Please tally the lines of the listing that follows where the word "each" appears, and reply with the number only.

---------- RECORDS FOR THE EXERCISE ----------

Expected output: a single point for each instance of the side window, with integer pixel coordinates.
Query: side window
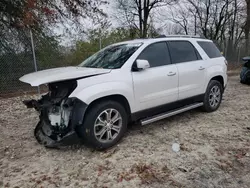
(157, 54)
(183, 51)
(210, 48)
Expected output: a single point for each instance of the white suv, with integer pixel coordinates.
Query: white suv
(142, 80)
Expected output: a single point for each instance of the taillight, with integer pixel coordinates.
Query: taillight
(226, 62)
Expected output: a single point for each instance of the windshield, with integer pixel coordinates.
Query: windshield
(111, 57)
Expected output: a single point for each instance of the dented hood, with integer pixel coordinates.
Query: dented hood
(60, 74)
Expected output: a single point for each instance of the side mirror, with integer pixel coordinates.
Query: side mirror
(142, 64)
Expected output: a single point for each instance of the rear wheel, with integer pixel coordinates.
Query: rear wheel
(104, 125)
(213, 96)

----------

■ YOUR SOLUTION ■
7